Cominciai dai numeri ufficiali, cercando nei dati il bandolo che mi avrebbe portato fino a Kherson da Volodymyr Sahaidak, il fantasma di cui talvolta si parlava nelle leggende tra cronisti che a tarda sera alzano il gomito. I russi non avevano ancora bussato al Centro per la riabilitazione sociale e psicologica dei minori, ma sarebbe accaduto presto. Perciò Volodymyr aveva allestito le contromisure. All’occorrenza avrebbe falsificato documenti e inventato adozioni, pur di non consegnare i bambini. E noi di lui e del suo centro non sapevamo nulla.
Volodymyr si preparava a combattere da solo, senza alleati e in completo isolamento. Ci pensava giorno e notte. Sembrava caduto in una cospirazione nella quale qualsiasi cosa avrebbe potuto fare o proferire sarebbe stata una condanna a morte per lui e la definitiva sparizione dei bambini. Non poteva contattare giornalisti fuori da Kherson, non poteva mandare messaggi, non poteva rivolgersi a Kyiv e sapeva che non avrebbe potuto negoziare con Mosca. «Speravo che qualcuno di voi si mettesse a cercarci prima o poi», esordirà la prima volta che ci siamo incontrati. Ma ci sarebbero volute settimane.
Avevo cominciato dai numeri. Già dal 2014, quando la guerra nel Donbass era esplosa nel disinteresse generale, le autorità ucraine avevano aperto un ufficio incaricato di tracciare le sparizioni dei minori. Fino al 24 febbraio 2022 negli istituti ucraini c’erano almeno centomila bambini. Il trasferimento illegale in Russia e nelle aree sotto il controllo di Mosca non era più solo un’ipotesi. Documenti riservati e testimonianze ufficiali confermavano lo scenario peggiore.

# Dati forniti:

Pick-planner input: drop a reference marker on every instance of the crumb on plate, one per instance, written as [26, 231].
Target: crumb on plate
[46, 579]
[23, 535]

# Compiti da svolgere:
**1)** Aggiorna il passo dell'articolo compreso tra "Cominciai dai numeri" e "non sapevamo nulla.", estremi inclusi, mettendo "difese" al posto di "contromisure".
**2)** Secondo l'articolo, quanti bambini si trovavano negli istituti ucraini fino al 24 febbraio 2022?
I dati provengono da un'altra fonte.

# Risultati per compito:
**1)**
Cominciai dai numeri ufficiali, cercando nei dati il bandolo che mi avrebbe portato fino a Kherson da Volodymyr Sahaidak, il fantasma di cui talvolta si parlava nelle leggende tra cronisti che a tarda sera alzano il gomito. I russi non avevano ancora bussato al Centro per la riabilitazione sociale e psicologica dei minori, ma sarebbe accaduto presto. Perciò Volodymyr aveva allestito le difese. All’occorrenza avrebbe falsificato documenti e inventato adozioni, pur di non consegnare i bambini. E noi di lui e del suo centro non sapevamo nulla.

**2)** Negli istituti ucraini c'erano almeno centomila bambini.